Balancing Opposing Cultural and Religious Beliefs on a Shared Reservation: Agency consideration of “Native American culture” not enough to demonstrate narrowly tailored compelling interest
In Northern Arapaho Tribe v. Ashe,1 the United States District Court for the District of Wyoming contrasted two tribes’ eagle interests, the First Amendment, the Bald and Golden Eagle Protection Act, and the Supreme Court’s Hobby Lobby decision to conclude that the Fish and Wildlife’s decision to issue a bald eagle take permit, limited to the areas outside the Reservation, violated one tribe’s First Amendment right to the free exercise of religion.
Background: The Wind River Reservation (“Reservation”) has been shared by the Northern Arapaho Tribe (“NAT”) and the Eastern Shoshone Tribe (“EST”) since its creation in 1868. The two tribes, however, differ on the relationship between eagles and traditional culture and religion, as demonstrated in a recent case with roots in a decade-old killing of a bald eagle by a NAT member for use in a tribal ceremony.
After the Tenth Circuit ruled that the NAT and its members could not kill eagles for religious purposes without a permit under the Bald and Golden Eagle Protection Act (“BGEPA”),2 the NAT applied for an eagle take permit under the BGEPA to allow the taking of two eagles within “Freemont County, Wyoming, Wind River Reservation.” The EST submitted to the Director of Fish and Wildlife Services (“FWS”) (“Director”) a letter opposing the application on grounds that the EST considered eagles to be sacred, who then engaged in consultations with both tribes. When there was no action on the NAT’s application, the NAT filed suit for FWS’s failure to rule on its application.
The Challenged Permit: FWS issued the challenged permit on March 9, 2012, and it allowed the NAT to take up to two bald eagles but limited the geographic area in which the permit applied to outside the Reservation. In its Findings for Northern Arapahoe Tribe’s Permit to Take Bald Eagles for Religious Purposes (“Permit Findings”), FWS concluded the proposed take was compatible with eagle preservation goals and “within the annual take threshold established by the Service for the Northern Rocky Mountains region”; and that “the proposed take was for a bona fide religious purpose.” Limiting the take to areas outside the Reservation, however, was considered necessary to protect the EST’s religion and culture.3 The NAT amended its complaint to challenge the permit issued.
Challenge to the FWS’ Consideration of EST’s Objections: The NAT complaint raised two issues that may recur in controversies concerning claims of religious significance of eagles to tribes. First, the complaint argued that the FWS’ regulations4 only allow the agency to consider the religious ceremonies and beliefs of the tribe that seeks to use eagles or eagle parts for cultural or religious purposes. The court rejected this argument, deferring to the FWS’ interpretation of its regulation to treat consideration of other tribes’ interests as allowable as “other criteria” authorized for consideration by the regulations. The decision thus allows FWS to consider multiple tribes’ positions and beliefs in determining whether to issue a take permit.

▸ **Data listing**
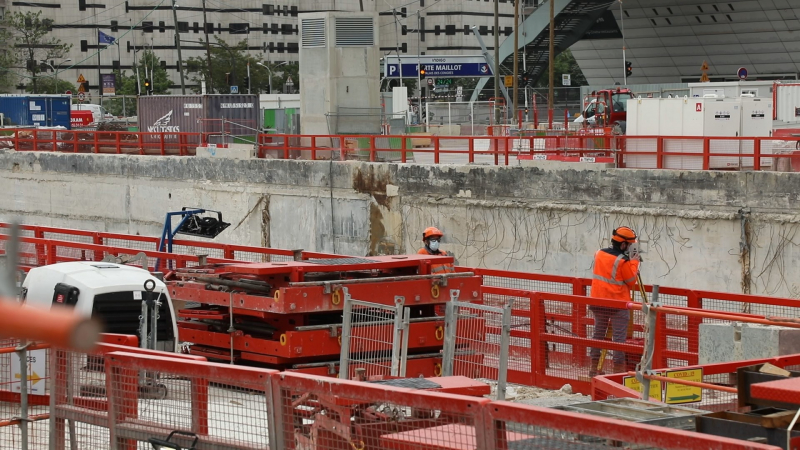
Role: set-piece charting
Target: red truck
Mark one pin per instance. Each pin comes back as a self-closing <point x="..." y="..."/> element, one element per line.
<point x="81" y="118"/>
<point x="606" y="108"/>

▸ **Task requirements**
(A) Output the case summary's passage between "Balancing Opposing Cultural" and "exercise of religion.", inclusive.
(B) Based on the case summary, decide whether each statement below is true, answering yes or no and quoting the words that settle it: (i) The Wind River Reservation was created in 1868. (ii) The permit FWS issued allowed the NAT to take up to three bald eagles. (iii) The court accepted the NAT's argument that the FWS regulations permit consideration only of the beliefs of the tribe seeking to use eagles.
(C) Write the next part of the case summary on Northern Arapaho Tribe v. Ashe, beginning after its final sentence.

▸ **Outputs for the tasks**
(A)
Balancing Opposing Cultural and Religious Beliefs on a Shared Reservation: Agency consideration of “Native American culture” not enough to demonstrate narrowly tailored compelling interest
In Northern Arapaho Tribe v. Ashe,1 the United States District Court for the District of Wyoming contrasted two tribes’ eagle interests, the First Amendment, the Bald and Golden Eagle Protection Act, and the Supreme Court’s Hobby Lobby decision to conclude that the Fish and Wildlife’s decision to issue a bald eagle take permit, limited to the areas outside the Reservation, violated one tribe’s First Amendment right to the free exercise of religion.

(B)
(i) Yes: "has been shared by the Northern Arapaho Tribe (“NAT”) and the Eastern Shoshone Tribe (“EST”) since its creation in 1868."
(ii) No: "it allowed the NAT to take up to two bald eagles"
(iii) No: "The court rejected this argument"

(C)
The NAT also argued that the FWS’ decision violated the NAT’s rights under the free exercise clause of the First Amendment. The district court agreed and ruled that the permit’s limitations, allowing take only outside the Reservation, were facially discriminatory because they were expressly based on the EST’s view that eagles are sacred and, therefore, “burdened the [NAT’s] culture and religion based on the cultural or religious objection of the [EST].”5 As such, the court held that FWS was required to justify the permit limitation by a compelling interest and by demonstrating that the permit limitation was narrowly tailored to advance that interest,6 citing the Supreme Court’s controversial decision in Burwell v. Hobby Lobby Stores, Inc., in which the Court held an employer’s religious convictions can support an otherwise illegal discrimination.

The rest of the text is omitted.